**任务目标:** 逐行重写下列全部记录，请求文本也一并保留。把答案中的每个坐标数值都增减 -51，也就是加上 -51。请求及其格式示例中的数字不作改动。

[提取的数据条目]
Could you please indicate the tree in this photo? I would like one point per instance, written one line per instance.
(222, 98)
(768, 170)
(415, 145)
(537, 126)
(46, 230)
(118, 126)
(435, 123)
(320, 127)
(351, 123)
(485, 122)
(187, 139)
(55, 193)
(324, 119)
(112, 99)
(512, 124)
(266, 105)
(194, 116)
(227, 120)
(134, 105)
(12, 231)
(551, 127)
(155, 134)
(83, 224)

**本题答案:**
Could you please indicate the tree in this photo? I would like one point per instance, written one line per instance.
(171, 47)
(717, 119)
(364, 94)
(486, 75)
(-5, 179)
(67, 75)
(384, 72)
(269, 76)
(300, 72)
(434, 71)
(136, 88)
(4, 142)
(273, 68)
(61, 48)
(461, 73)
(215, 54)
(143, 65)
(176, 69)
(83, 54)
(-39, 180)
(500, 76)
(104, 83)
(32, 173)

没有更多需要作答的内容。